- [Tugas]:
Lanjutkan tulisan tentang barter dawet saat musim panen, mulai setelah kalimat terakhir yang ada.

━━ Kutipan sumber

Hanya satu catatan dari pengamatan saya

Hasil pengamatan seputar kehidupan sehari-hari, jalan-jalan, film, hingga soal sejarah, kereta api dalam dan luar negeri

Monday 22 December 2014

Memoar 23: Uniknya Barter Dawet Ketika Musim Panen

Inun Berkeliling Setahun Penuh

Tak punya sawah namun memanen gabah. Tak menggarap sawah namun menjual gabah. Itulah kiranya kata yang cocok untuk menggambarkan para pedagang dawet putih dari desa Kaliagung kecamatan Bagelen kabupaten Purworejo ini.

Sejak puluhan tahun yang lalu, warga desa tersebut telah menggeluti profesi pedagang dawet. Namun, mereka bukan pedagang biasa. Tidak seperti umumnya pedagang dawet yang mendapatkan hasil berupa uang, mereka mendapatkan gabah.

━━━━
━━ Materi yang ditampilkan

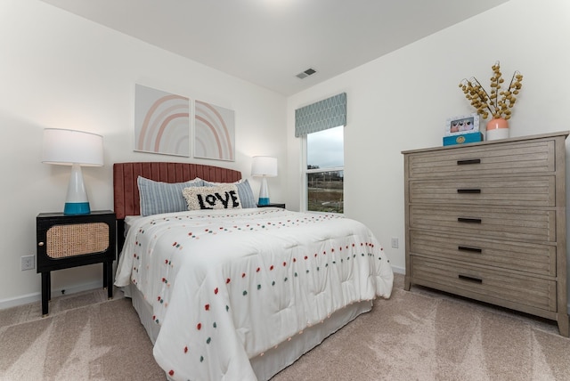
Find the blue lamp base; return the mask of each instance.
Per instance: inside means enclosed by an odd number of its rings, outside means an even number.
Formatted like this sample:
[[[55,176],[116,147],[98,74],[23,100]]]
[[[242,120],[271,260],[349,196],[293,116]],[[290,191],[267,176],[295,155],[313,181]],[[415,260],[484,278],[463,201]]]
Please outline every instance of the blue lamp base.
[[[265,176],[261,179],[261,189],[259,190],[257,205],[269,205],[269,190],[267,189],[267,180],[265,180]]]
[[[91,213],[88,202],[66,202],[64,215],[88,215]]]
[[[73,164],[71,166],[71,176],[68,185],[68,195],[65,199],[64,215],[88,215],[91,213],[87,191],[83,182],[83,174],[81,166]]]

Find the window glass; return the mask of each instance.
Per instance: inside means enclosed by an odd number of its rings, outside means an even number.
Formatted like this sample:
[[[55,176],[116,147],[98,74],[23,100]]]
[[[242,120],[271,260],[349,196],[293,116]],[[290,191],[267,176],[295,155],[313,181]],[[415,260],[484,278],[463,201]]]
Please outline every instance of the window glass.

━━━━

- [Jawaban tertulis]:
 
Seorang pedagang dawet barter sedang menyiapkan dagangannya. Dok Pri
Cara berjualannya pun unik, mereka menjajakan dawet kepada para petani yang sedang memanen padinya. Pagi mereka mengantar dawet, siang hari mereka berkeliling memunguti gabah pembayaran. Pada musim panen seperti sekarang, itulah waktu ketika mereka mulai beraksi.


Puluhan pedagang dawet tersebut bisa dijumpai ketika pagi hari. Saat itu mereka menyambut para petani di lahannya. Dimana terdapat lahan yang sedang panen, di situlah mereka bekerja. Mengunakan klenthing (Semacam gentong kecil dari tanah liat) mereka menunggu para petani beraktivitas. Setelah matahari beranjak tinggi, mereka pun memasuki lahan persawahan menawarkan dawetnya yang berbahan dasar tepung kanji.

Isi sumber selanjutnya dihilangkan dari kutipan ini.